Time to take a breath, before another battle is started. Often I think why have improvisations to take
so long? Is there any necessity? Sometimes I feel the game is over, but musicians continue. Luckily no
dull moment in this trip here. Constantly new patterns and interactions are tried. Without hesitation
they are seeking and finding their way through. Petrowsky is in a prominent role, but all others are
also fully engaged in this group improvisation. They are some beautiful moments between the bass and
drums. Halfway they come near to silence, and a dialogue starts between impressive drummer Lillinger
and Petrowsky, turning into another dynamic episode. All in all a furious and spirited improvisation.
Ra Ra da Boff is another alter ego of Oliver Schwerdt, one that he uses for his collaboration with Axel
Dörner (trumpet) and Roger Turner (percussion). Again a combination of players of different generations.
Turner started recording in the 70s, Dörner in the 90s. The recording we are now talking of dates from
December 18th,  2013, one day after  the ‘Tumult’ recording.  Their improvisations are of a different
nature as on ‘Tumult’. Turner uses no drums, but a lot of percussive instruments and tools. Dörner
plays trumpet, using extended techniques. So their improvisations are much about coloring. Very
different sounds emerge. Complemented by Ra Ra da Boff playing an electric organ and little instruments.
In the first improvisation it is Turner who decides where to go. The patterns and runs he plays are
very entertaining. Ra Ra da Boff provides dark and uncomfortable sounds in the background. Dörner makes
full use of this range of techniques. A joy to listen to. This is also counts for the other two
improvisations. The subtle playing of Dörner and Turner is full of details, little twists, short runs.
Ra Ra da Boff adds often long-sustained sounds from his organ. Playing in a way that is not often
heard in contexts like these. But it really works. So two excellent works by Euphorium (DM)


Reading the name of Alan Sondheim I had to think of old ESP-releases from the 60s. Are we dealing with
the same person here? Yes we are! Sondheim is a Brooklyn-based multidisciplinary artist, musician, writer-
philosopher, and performer. Virtuality is his main theme in many of his works I read. For his work as a
recordings musician we have to make a big jump from his 60s releases for ESP into 21st century, to find
new releases. Music is not his main thing, I suppose. However in the last few years he made several
recordings with his partner Azure Carter. This resulted in ‘Cauldron’(2011) together with Helen Espvall.

....................

Problems:
A - About the review of improvised music recordings:
(i) On what date was the recording with Dörner and Turner made?
(ii) What instrument does Dörner play?
(iii) Where is Alan Sondheim based?
B - Carry on the review of improvised music recordings, starting after its last sentence.

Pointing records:
....................

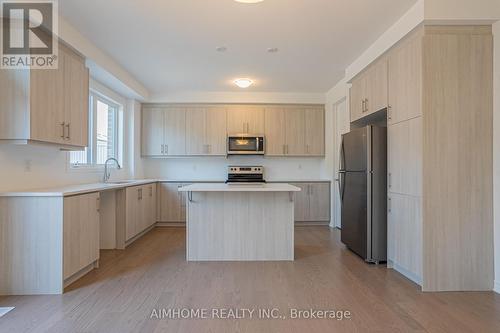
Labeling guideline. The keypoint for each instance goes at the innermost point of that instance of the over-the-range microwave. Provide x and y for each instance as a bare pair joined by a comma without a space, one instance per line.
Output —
245,144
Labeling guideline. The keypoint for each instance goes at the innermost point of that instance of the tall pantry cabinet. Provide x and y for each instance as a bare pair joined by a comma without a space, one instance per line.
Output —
440,169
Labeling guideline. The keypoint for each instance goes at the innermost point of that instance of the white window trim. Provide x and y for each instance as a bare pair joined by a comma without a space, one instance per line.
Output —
99,168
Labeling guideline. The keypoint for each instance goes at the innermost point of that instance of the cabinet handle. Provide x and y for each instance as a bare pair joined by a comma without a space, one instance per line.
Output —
63,131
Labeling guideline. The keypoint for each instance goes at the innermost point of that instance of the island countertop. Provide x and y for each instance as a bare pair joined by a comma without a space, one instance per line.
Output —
217,187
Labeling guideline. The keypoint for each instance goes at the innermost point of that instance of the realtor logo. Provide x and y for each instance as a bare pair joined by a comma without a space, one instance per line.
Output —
29,34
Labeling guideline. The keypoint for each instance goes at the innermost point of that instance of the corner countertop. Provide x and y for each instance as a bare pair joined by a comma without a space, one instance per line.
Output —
78,189
215,187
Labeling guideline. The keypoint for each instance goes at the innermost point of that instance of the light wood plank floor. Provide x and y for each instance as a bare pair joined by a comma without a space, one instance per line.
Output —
152,273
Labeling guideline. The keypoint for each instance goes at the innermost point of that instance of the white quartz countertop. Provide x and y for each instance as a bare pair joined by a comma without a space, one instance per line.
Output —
78,189
216,187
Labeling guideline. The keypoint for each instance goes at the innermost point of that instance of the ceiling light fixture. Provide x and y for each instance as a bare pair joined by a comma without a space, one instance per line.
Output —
243,83
248,1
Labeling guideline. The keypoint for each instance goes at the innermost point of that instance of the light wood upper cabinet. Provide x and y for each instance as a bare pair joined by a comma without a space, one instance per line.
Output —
206,131
201,130
216,130
357,99
295,131
369,90
315,132
81,232
163,131
175,132
245,119
405,80
196,131
275,131
49,106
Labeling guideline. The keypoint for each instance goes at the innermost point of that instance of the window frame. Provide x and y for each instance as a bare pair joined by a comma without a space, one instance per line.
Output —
94,97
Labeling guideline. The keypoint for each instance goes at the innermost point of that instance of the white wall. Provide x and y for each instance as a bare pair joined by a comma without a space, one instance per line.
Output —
496,155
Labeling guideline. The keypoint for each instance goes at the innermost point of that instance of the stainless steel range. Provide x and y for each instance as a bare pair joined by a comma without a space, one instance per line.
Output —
245,175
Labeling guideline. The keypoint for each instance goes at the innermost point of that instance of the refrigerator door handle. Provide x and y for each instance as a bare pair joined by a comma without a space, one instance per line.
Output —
341,185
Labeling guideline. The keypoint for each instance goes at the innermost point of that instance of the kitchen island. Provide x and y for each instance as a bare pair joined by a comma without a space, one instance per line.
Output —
240,222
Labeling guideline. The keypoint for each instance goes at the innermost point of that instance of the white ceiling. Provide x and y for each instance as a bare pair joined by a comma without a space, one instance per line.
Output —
169,45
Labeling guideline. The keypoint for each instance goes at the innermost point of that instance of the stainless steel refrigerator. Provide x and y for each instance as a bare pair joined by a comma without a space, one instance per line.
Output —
363,192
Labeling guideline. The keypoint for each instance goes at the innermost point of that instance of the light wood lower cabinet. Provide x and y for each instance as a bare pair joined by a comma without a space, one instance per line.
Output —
312,204
140,207
171,203
80,232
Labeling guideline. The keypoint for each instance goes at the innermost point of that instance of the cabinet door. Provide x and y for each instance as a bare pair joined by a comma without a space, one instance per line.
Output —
236,120
216,130
76,95
80,232
301,203
357,98
245,119
175,131
133,211
170,202
153,131
319,196
405,157
404,233
376,87
196,143
315,132
295,129
275,131
405,79
47,115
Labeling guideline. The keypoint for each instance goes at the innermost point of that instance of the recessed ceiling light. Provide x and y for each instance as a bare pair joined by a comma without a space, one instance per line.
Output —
248,1
243,82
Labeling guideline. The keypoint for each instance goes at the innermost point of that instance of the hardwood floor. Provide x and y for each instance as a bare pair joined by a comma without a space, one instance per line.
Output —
153,274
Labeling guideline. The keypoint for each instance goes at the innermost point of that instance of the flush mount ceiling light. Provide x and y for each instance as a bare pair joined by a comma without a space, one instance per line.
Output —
243,83
248,1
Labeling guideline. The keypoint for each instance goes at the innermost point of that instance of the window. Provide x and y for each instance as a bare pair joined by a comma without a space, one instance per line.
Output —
103,133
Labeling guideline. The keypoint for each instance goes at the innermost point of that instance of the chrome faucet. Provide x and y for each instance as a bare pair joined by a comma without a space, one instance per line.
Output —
107,173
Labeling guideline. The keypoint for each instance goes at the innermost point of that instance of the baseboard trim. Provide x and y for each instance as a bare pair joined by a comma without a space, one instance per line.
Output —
406,273
496,287
170,224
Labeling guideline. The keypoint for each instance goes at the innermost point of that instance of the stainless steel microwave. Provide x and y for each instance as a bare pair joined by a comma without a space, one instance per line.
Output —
245,144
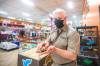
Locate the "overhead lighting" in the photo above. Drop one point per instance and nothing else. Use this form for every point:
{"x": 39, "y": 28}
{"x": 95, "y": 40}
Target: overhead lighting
{"x": 25, "y": 14}
{"x": 74, "y": 16}
{"x": 3, "y": 12}
{"x": 70, "y": 5}
{"x": 28, "y": 2}
{"x": 11, "y": 17}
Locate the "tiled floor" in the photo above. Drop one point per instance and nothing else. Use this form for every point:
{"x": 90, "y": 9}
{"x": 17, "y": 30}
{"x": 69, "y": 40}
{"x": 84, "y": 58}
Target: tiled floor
{"x": 8, "y": 58}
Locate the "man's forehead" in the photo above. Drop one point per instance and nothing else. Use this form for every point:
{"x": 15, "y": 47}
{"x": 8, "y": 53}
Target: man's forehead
{"x": 59, "y": 15}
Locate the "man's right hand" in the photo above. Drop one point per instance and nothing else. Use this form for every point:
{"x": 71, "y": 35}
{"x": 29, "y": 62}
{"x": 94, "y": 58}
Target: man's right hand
{"x": 42, "y": 46}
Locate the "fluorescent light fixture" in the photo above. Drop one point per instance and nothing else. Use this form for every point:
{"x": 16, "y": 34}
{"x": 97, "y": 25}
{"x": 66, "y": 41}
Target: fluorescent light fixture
{"x": 3, "y": 12}
{"x": 70, "y": 4}
{"x": 11, "y": 17}
{"x": 25, "y": 14}
{"x": 94, "y": 2}
{"x": 28, "y": 2}
{"x": 74, "y": 16}
{"x": 29, "y": 19}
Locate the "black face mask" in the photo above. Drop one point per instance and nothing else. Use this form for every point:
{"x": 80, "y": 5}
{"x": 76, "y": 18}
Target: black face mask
{"x": 59, "y": 23}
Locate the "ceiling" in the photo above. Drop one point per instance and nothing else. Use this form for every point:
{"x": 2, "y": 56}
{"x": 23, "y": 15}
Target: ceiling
{"x": 39, "y": 9}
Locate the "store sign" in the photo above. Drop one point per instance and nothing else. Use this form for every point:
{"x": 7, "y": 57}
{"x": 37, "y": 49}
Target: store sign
{"x": 26, "y": 62}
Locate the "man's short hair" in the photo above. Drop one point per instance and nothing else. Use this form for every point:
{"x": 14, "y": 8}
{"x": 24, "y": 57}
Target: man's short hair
{"x": 59, "y": 13}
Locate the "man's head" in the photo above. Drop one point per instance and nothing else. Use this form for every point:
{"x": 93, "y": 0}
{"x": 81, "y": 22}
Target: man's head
{"x": 59, "y": 16}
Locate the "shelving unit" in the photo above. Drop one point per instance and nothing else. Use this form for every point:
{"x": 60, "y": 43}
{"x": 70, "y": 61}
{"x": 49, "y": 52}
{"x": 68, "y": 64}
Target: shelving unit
{"x": 89, "y": 46}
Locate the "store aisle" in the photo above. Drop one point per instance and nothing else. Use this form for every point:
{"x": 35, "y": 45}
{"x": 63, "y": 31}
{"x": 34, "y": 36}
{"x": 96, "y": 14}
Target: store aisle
{"x": 8, "y": 58}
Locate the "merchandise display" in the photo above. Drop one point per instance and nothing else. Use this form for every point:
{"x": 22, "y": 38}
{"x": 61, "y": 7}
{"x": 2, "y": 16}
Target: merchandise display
{"x": 8, "y": 45}
{"x": 49, "y": 33}
{"x": 88, "y": 46}
{"x": 35, "y": 58}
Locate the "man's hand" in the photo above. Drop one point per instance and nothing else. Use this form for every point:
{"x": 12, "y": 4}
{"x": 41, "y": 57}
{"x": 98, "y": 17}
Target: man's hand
{"x": 42, "y": 47}
{"x": 51, "y": 49}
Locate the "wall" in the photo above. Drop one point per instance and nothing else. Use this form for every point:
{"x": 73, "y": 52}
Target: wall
{"x": 92, "y": 18}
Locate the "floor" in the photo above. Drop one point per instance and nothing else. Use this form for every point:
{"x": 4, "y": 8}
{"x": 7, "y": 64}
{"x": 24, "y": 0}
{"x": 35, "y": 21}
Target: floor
{"x": 8, "y": 58}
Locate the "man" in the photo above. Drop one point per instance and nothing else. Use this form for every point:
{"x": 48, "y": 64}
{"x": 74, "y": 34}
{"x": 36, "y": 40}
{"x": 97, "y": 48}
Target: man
{"x": 63, "y": 44}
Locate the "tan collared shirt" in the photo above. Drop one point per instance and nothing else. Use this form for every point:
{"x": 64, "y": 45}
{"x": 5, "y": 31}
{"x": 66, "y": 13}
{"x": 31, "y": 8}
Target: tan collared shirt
{"x": 67, "y": 40}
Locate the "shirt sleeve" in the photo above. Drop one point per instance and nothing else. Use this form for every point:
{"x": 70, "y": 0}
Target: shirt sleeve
{"x": 74, "y": 42}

....................

The results:
A -
(i) December 18th, 2013
(ii) Trumpet
(iii) Brooklyn

B -
And in 2014 ‘Avatar Woman’ saw the light. This makes ‘Threnody’ in collaboration with Luke Damrosch, the
third statement. Sondheim plays a wide range of instruments:  alto clarinet, Bb clarinet, alto recorder,
Irish banjo, alpine zither, viola, cura saz, electric guitar, di Giorgio classical guitar, qin, chromatic
harmonica, electric saz, long-necked saz, oud, pipa, shakuhachi, madal, erhu and dan moi. Damrosch plays
guzheng, madal, revrev supercollider software. Carter sings. Together they deliver an overwhelming and
mind blowing work, consisting of 24 songs and improvisations. If only by the different sounds and timbres
of all these instruments. But there is a lot more here. The music often sounds like blues or folk music,
but from a totally other planet. It’s improvised microtonal music. Very much alive and emotional on the
one hand, but also of very a abstract and imaginary nature. A perfect combination if you ask me. Very
weird are the tracks where Carter sings a melody over the improvisations of Sondheim and Damrosch like
in the opening track ‘Comeforme’ of ‘Bone’. Sondheim creates a very idiosyncratic, one of a kind, musical
universe. A deep bow! (DM)


Or maybe it should say ‘Tadhg O’Sullivan & Pat Collins’, I was thinking. This is one of those
collaborations that include film and music, and since the whole film part is lacking from this package,
we should perhaps put the composer first, which is Tadhg O’Sullivan. In 2012 Collins did a film called
‘Silence’, “the story of of Eoghan, a sound recordist who is returning to Ireland for the first time in
fifteen years. The reason for his return is a job: to record landscapes free man-made sound”, so he goes
into remote areas, but still has encounters and conversations and “gradually divert his attention towards
a more intangible silence, one that is bound up with the sounds of the life he had left behind”. If I
understood well this CD is not the OST from the movie, but a recombination of sounds and spoken word from
the movie set to a unique version thereof. Ireland is one of those European countries I have to visit yet,
but the sounds of sea waves, sea gulls and rain and rough wind is something that I imagine this country to
sound like. In between there are people talking about such things as silence and about the people living
on the land. Even if you don’t pay very close attention to the narration, which becomes something very
poetic, rather than a documentary, embedded in the music, which of course sounds very natural and works
in a similar way very poetic. This is truly a movie without images and one can easily follow the story as
it is. A work of refined beauty and once again confirming that no matter how hard one looks for silence it
is very difficult, if not impossible, to find. But with such music: who cares anyway? (FdW)

END – SUBHUMAN TRACKS (cassette by The Epicurean)

Today is one of those very sunny early spring days here in Nijmegen, cold but very bright. To find oneself
with a stack of sound carriers that look as grim as these three is perhaps not the best thing one can wish
for. All black covers, but then: maybe it’s best to hear the content on a day like this.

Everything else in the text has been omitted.